Extend the guide on content writing below, picking up after its final sentence.
[Start PASSAGE SHOWN]
Writing can seem like an overwhelming task for any marketer. Adding structure to your thoughts and presenting them in a way people enjoy makes for good content writing. As content marketing becomes the most important marketing skill to have, creating content has suddenly taken the front seat. It is THE quality that any good marketer needs to possess to be successful at his job.
Let’s look at a few tips before going on to understand the three most important stages of writing.
Before You Write
- Read a few samples
This step is significant when writing for a brand, client or person. When writing for your own blog it’s easy to explore new structures. When content writing for others, you are expected to encapsulate the voice and design of the brand.
Read a few samples of their pre-existing work before you sit down to write for them. This process will ensure that you are tuning to the same frequency.
- Emulate styles
Reading is the first step to writing. Spend a lot of time reading books, newspapers and reliable blogs. When you read the work of others, you subconsciously learn sentence structures and writing formats. This practice is equivalent to going for a run to keep your fitness levels high.
Hereafter, make mental (or written) notes of the work that you find creditworthy. When you find an article that is too good to stop reading, dissect this work to see what makes it so attractive. Another way to find your voice is to slightly emulate the style of writers you like. While this is not the ideal way to create a voice, this will help you to carve out your own in a few weeks.
- Research hacks
Research is one of the most essential steps of content writing. This process adds credibility and authenticity to your work. Research is also the only way to fully understand which ideas would bring the most value to your readers. Here are a few suggestions:
- Use the time filter on Google Search. Once you hit Search for the topic, click on Tools and then filter by time. This tool filters articles based on week, year or month.
- Use a split-screen on your computer or phone to make notes as you read exciting points during your research. This will act as the outline of your work (discussed below).
- Keep handy a few links for images and quotes relevant to a topic.
[End PASSAGE SHOWN]
[Start DATA ROWS]
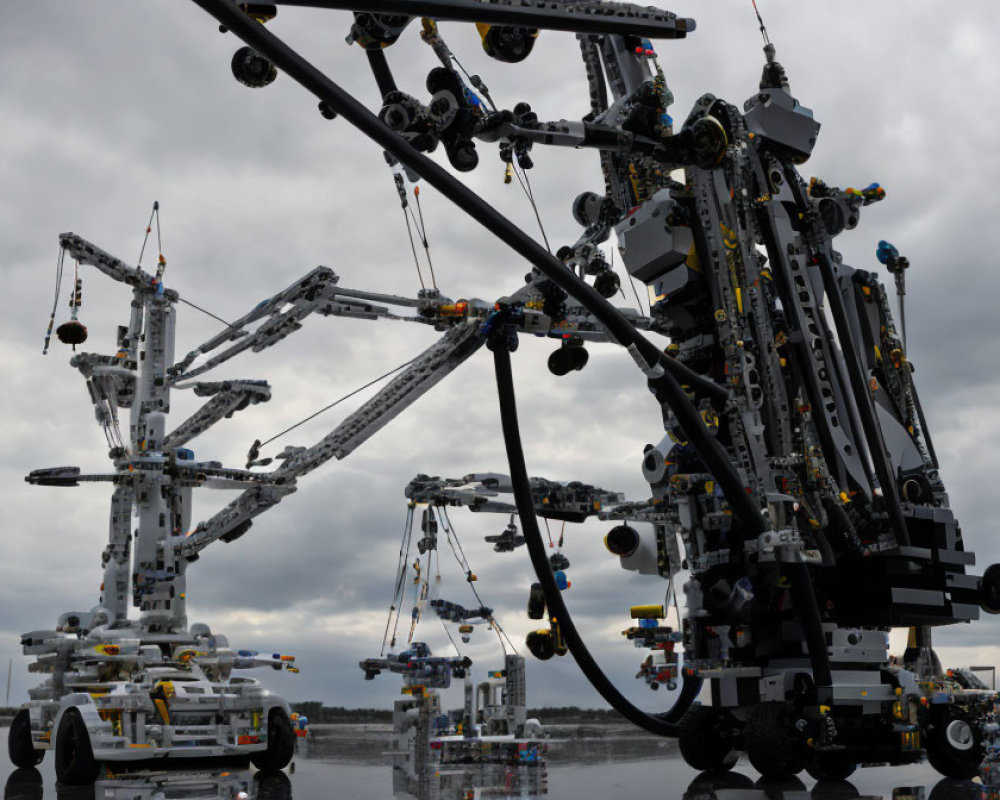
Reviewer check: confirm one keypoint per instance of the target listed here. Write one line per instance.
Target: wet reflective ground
(606, 771)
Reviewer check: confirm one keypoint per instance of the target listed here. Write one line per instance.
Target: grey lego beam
(577, 17)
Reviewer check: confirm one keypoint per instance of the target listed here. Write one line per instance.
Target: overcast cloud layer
(108, 106)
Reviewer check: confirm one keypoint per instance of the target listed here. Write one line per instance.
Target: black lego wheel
(706, 740)
(989, 590)
(774, 747)
(75, 762)
(280, 742)
(954, 747)
(20, 748)
(830, 767)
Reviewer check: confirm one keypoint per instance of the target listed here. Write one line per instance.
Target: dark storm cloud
(109, 106)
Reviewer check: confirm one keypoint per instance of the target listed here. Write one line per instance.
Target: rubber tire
(701, 745)
(943, 755)
(75, 762)
(20, 748)
(829, 767)
(280, 742)
(775, 750)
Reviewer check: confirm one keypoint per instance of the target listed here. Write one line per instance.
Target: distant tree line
(338, 715)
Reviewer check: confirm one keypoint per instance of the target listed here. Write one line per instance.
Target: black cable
(661, 724)
(209, 313)
(649, 23)
(149, 228)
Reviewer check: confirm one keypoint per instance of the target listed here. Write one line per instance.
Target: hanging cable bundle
(74, 332)
(60, 261)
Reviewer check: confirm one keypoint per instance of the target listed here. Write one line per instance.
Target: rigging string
(763, 30)
(464, 563)
(407, 213)
(432, 36)
(149, 230)
(526, 186)
(60, 263)
(423, 235)
(347, 396)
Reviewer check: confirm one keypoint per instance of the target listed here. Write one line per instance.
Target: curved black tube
(661, 724)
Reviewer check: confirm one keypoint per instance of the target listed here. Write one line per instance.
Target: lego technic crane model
(796, 469)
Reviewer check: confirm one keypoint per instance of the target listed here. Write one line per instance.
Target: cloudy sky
(107, 107)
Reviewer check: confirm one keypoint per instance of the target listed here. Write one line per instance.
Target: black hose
(804, 598)
(662, 724)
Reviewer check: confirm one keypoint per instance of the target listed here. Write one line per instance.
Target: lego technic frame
(795, 450)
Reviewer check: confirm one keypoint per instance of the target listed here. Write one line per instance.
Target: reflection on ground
(736, 786)
(174, 784)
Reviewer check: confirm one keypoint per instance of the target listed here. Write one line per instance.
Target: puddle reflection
(28, 784)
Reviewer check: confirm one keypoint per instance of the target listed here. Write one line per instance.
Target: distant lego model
(796, 469)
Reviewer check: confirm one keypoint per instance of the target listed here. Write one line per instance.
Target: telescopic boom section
(576, 17)
(659, 368)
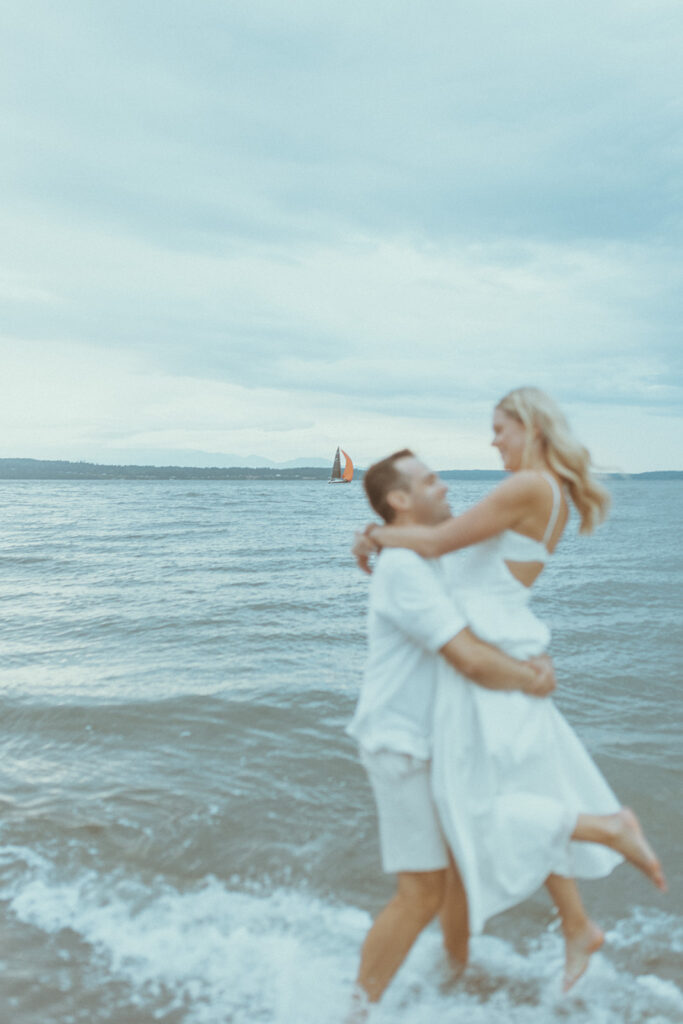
[End DATA ROWS]
▶ RESPONSE:
Let’s now get to the most critical section — actually writing. Here are some strategies for creating a great first draft.
- Outline your work
This is one of the most crucial steps. Journalists and writers from around the world start all their work by first outlining. Write down the headings and subheadings on a blank page.
Later add some bullet points below each heading to indicate the information you would arrange in an order. Some writers also use a separate digital-notes file or notebook to make this outline. Here is a basic outline you can follow for content writing:
The introduction should offer a glimpse into what’s yet to come.
These are the first few paragraphs that establish the facts and points of the article. Most vital information should be given to readers in this part.
Elaborate on the points explained above and convince readers about your narrative.
Present examples, stories, anecdotes, case studies or statistics to drive the point home.
The wrap-up is supposed to tie the whole article into a neat bow. This part is where you share the takeaways, give parting tips or present a call to action.
- Refresh the basics
Over time, writing becomes like any other task; writers write as if on auto-pilot. When you reach this point, it’s important to jog your memory about the basics.
If you have just become a writer, then you should read about the basics of writing. Understand basic sentence structures and grammatical parameters. You do not need to enroll in a writing class, but pursuing a course every few months does help in keeping the writing muscles alive.
Ideally, every content writing enthusiast should own a copy of the book, The Elements Of Style, by William Strunk JR and EB White. This book proves to be an excellent guide for writers all along their career. .
- Faster writing hacks
Practically getting down to work is one of the most complex parts of writing. Here are some tips that will make this process simple:
- Use the same tool (Docs, Word, Notes-Application, etc.) each time you write. This practice reduces time as you get familiar with the keyboard shortcuts and formatting options.
- Work from a comfortable desk and seat yourself in a comfortable writing position.
- Writing is a habit; build one.
- Write the first draft without going back and correcting each spelling and typo; this helps you keep pace and write faster.
- Use the Pomodoro Technique to help you remain focused.
‘Writing without revising is the literary equivalent of waltzing gaily out of the house in your underwear.’ — Patricia Fuller
The first draft of content writing can never be the one you send out to publish. You will have to work on it a few times to eliminate any grammatical, syntax or spelling errors. Over time, you will see that your first drafts are getting better.
In Stephen King’s book, ‘On Writing’, he mentions how important it is to distance yourself from your work before you edit it. Do not jump right into editing after you finish writing. Give your mind the time to disconnect from the content and come back with a fresh perspective.
Remove, Reword, Rearrange, keep these three words in mind when you edit your work.
First, remove any words or sentences that do not add value to your article. These could be repetitions, overused words or incorrect sentences. Find a way to make every sentence as short as possible, and reduce words in the process.
Second, reword sentences or paragraphs to make them shorter. You should also check for consistency in the tense, voice and language type, for example, American English, UK English, etc.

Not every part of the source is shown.